SELECTED EXTRACT start

Kelechi Iheanacho stood over the ball in the 100th minute, Fir Park howling, a title race hanging by a thread. One kick, one whistle, one decision that will be argued over all summer.

He rolled it in. Calm as you like. Calum Ward went one way, the ball the other, and Celtic’s travelling support exploded onto the pitch. A 3-2 win at Motherwell, wrestled from chaos and controversy, dragged the Scottish Premiership race to the very last day.

At Tynecastle, Hearts fans had been ready for history. A 3-0 win over Falkirk in the early kick-off had them on the brink of a first title in 66 years. By the time they were applauding their players off the pitch, the mood in the away end at Fir Park was mutating from dread to delirium.

The title? Still undecided. The gap? Just one point. And now the top two will stare each other down at Celtic Park next Saturday with everything on the line.

A penalty that split the country

The flashpoint came deep into stoppage time. Celtic, throwing everything at it, hurled a long throw into the Motherwell box. Auston Trusty and Sam Nicholson went up together, bodies colliding, arms raised, heads snapping at the ball.

Referee John Beaton let play go. Then came the pause. VAR called him to the monitor.

Replays showed Nicholson’s arm high, his elbow nudged upwards by Trusty’s shoulder as they rose. The ball flew away at pace. Handball? Header? Both? Neither? Beaton watched, then turned back to the pitch and pointed to the spot.

For some, that was enough. Former Celtic striker Chris Sutton, on co-commentary, argued the basics: if the ball hits a raised arm in the box, you run the risk.

But in the Sky Sports studio, the reaction was far less certain. Kris Boyd questioned the physics of it, pointing out that if the ball had genuinely struck the hand, it would have dropped rather than been propelled away. John Robertson admitted he could not be sure it hit the hand at all, though he accepted that if it did, the arm’s position made it a penalty. Paul Hartley was more blunt: from what he saw, it was a header and Celtic had “got lucky”.

SELECTED EXTRACT end
DATA EXCERPTS start

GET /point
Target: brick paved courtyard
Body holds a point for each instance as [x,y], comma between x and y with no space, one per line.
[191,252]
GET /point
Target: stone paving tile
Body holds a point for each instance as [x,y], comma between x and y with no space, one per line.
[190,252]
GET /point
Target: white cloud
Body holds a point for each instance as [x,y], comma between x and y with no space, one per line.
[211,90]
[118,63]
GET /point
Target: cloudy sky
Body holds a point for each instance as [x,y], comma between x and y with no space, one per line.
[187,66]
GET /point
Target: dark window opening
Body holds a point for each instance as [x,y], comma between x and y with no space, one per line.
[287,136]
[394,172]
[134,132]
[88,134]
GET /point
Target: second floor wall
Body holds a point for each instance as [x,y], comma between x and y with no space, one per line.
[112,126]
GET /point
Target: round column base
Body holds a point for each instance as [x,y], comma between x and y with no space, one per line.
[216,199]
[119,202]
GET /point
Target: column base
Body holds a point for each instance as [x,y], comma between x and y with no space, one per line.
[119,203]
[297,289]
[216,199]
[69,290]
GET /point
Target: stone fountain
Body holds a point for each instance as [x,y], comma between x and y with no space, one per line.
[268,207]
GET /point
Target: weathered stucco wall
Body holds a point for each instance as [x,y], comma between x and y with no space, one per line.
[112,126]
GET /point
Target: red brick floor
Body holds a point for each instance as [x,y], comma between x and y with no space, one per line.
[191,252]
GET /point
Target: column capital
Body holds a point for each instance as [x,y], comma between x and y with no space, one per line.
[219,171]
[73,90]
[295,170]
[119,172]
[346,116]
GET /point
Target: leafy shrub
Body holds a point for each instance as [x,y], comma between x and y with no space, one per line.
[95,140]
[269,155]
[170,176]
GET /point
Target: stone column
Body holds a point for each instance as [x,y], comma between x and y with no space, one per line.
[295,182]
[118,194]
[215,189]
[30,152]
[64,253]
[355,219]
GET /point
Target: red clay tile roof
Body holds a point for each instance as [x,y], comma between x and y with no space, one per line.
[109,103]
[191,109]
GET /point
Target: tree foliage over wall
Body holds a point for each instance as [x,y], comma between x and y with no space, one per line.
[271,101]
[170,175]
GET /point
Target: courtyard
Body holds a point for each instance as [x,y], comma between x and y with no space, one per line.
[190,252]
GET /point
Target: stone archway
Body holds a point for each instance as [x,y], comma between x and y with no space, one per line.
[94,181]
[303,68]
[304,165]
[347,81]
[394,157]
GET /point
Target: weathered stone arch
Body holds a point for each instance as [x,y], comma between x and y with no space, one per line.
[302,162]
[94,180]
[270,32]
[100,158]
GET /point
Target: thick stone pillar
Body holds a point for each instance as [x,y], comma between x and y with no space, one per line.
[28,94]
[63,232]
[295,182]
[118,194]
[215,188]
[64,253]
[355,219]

DATA EXCERPTS end
DATA EXCERPTS start

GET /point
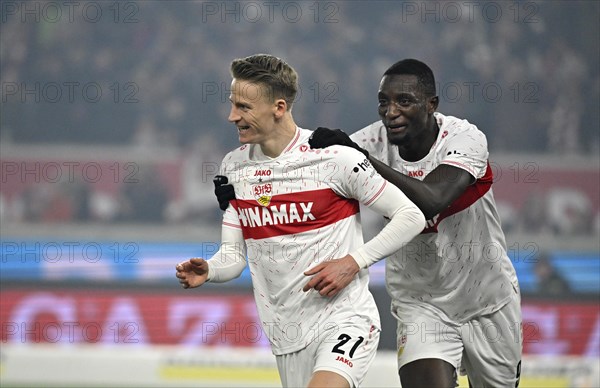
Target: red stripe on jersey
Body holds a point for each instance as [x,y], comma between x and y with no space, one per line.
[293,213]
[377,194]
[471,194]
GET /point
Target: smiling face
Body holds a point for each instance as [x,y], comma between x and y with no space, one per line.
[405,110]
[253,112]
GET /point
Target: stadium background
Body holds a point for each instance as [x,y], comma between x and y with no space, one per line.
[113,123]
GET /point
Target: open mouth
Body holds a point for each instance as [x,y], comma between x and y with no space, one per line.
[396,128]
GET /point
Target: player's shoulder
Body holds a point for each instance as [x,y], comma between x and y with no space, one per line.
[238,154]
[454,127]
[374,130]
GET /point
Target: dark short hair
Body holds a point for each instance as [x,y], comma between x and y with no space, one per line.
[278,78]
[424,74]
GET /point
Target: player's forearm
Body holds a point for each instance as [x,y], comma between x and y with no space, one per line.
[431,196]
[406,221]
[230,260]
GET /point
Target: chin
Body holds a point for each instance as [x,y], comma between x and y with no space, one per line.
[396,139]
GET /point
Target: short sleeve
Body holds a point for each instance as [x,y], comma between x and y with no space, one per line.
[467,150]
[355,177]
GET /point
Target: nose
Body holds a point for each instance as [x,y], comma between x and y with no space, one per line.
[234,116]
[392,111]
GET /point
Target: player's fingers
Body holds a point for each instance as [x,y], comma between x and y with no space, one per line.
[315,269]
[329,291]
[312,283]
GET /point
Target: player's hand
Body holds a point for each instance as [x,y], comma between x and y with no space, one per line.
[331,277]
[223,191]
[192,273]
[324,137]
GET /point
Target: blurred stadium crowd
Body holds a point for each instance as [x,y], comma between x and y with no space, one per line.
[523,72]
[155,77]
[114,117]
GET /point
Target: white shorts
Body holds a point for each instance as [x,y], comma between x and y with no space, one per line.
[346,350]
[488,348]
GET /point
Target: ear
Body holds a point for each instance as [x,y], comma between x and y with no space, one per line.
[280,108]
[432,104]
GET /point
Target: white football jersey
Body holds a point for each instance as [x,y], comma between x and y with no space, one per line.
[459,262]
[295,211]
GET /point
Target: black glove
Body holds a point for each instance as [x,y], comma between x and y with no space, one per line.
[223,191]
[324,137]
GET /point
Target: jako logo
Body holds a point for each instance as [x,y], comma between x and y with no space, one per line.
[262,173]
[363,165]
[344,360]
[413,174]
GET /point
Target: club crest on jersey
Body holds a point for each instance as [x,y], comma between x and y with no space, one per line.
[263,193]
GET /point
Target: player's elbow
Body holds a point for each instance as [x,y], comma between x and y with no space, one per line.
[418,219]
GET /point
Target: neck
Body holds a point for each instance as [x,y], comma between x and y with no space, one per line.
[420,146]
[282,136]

DATA EXCERPTS end

- _STATED EXERCISE 1_: In the match report on Celtic's win at Motherwell, translate this sentence into Spanish: "A 3-0 win over Falkirk in the early kick-off had them on the brink of a first title in 66 years."
- _STATED EXERCISE 2_:
For each statement, answer yes or no according to the match report on Celtic's win at Motherwell, and quote the words from it that decide the answer.
(a) Hearts beat Falkirk 3-0.
(b) John Beaton awarded the penalty without going to the monitor.
(c) Paul Hartley thought the ball struck Nicholson's hand.
- _STATED EXERCISE 3_: Write what comes next in the match report on Celtic's win at Motherwell, picking up after its final sentence.

- _EXERCISE OUTPUT 1_: Una victoria por 3-0 sobre el Falkirk en el primer partido de la jornada los había dejado al borde de su primer título en 66 años.

- _EXERCISE OUTPUT 2_:
(a) Yes: "A 3-0 win over Falkirk in the early kick-off"
(b) No: "VAR called him to the monitor."
(c) No: "from what he saw, it was a header and Celtic had “got lucky”"

- _EXERCISE OUTPUT 3_:
Down on the touchline, Motherwell manager Jens Berthel Askou was incandescent. He called the decision “shocking”, said he was in “total shock”, and insisted he could not find any reading of the law that made it a penalty. Even if there had been the slightest touch, he argued, the contact came after Nicholson had been nudged in the air, his arm already raised by the challenge.

To Askou, the game – a ferocious, see-sawing contest between two ambitious sides – deserved far better than to be decided that way.

O’Neill hails “phenomenal heart”

Martin O’Neill saw it very differently. For the Celtic manager, this was the latest chapter in a season defined by late rallies and stubborn belief.

“Obviously, we got a penalty, which looks as if it’s a pretty clear cut,” he said, pointing not only to the handball but also to what he felt was an elbow involved. He spoke of his side’s “phenomenal heart” and reserved special praise for Iheanacho, whose impact off the bench has repeatedly changed games.

“He’s seriously been brilliant for us,” O’Neill said. “He’s won matches for us, this is the point. The little cameo roles that he’s been performing have just been simply sublime.”

On this evidence, that is no exaggeration. With the stadium on edge and the season on the brink, Iheanacho treated the moment like a pre-season friendly. One glance, one step, one finish. Season saved.

Celtic on the brink, Hearts still in control

The late twist rewrote the final-day script. Before kick-off, a draw at Motherwell would have left Celtic needing to beat Hearts by three goals at Celtic Park to overturn the goal-difference deficit and retain their crown.

Now the equation is brutally simple. Celtic, a point behind, must win. Hearts, who have led the race for so much of the campaign, must avoid defeat. A draw will be enough to dethrone the champions in their own stadium.

For long spells on Saturday, it looked as though Celtic would not even reach that stage with a realistic shot.

From the brink of collapse to the edge of glory

With half an hour gone at Fir Park, the title looked like it was heading to Gorgie. Elliot Watt’s deflected volley had put Motherwell in front, while news filtered through that Hearts were already 2-0 up against Falkirk.

Celtic’s play grew rushed. Passes went astray. The away end grew anxious.

Then Daizen Maeda intervened. Fresh from his double against Rangers, he produced another crucial finish just before half-time, cutting through the noise and tension with a sharp strike to drag Celtic level.

The second half opened up. Celtic thought they should have had a penalty when Ward clattered into Maeda as he came to punch a long ball, with Arne Engels lofting the loose ball onto the bar as players tumbled. Beaton waved away the appeals.

Moments later, Motherwell were demanding a spot-kick of their own when Callum Slattery slipped and tangled with Callum McGregor in the area. Again, nothing given.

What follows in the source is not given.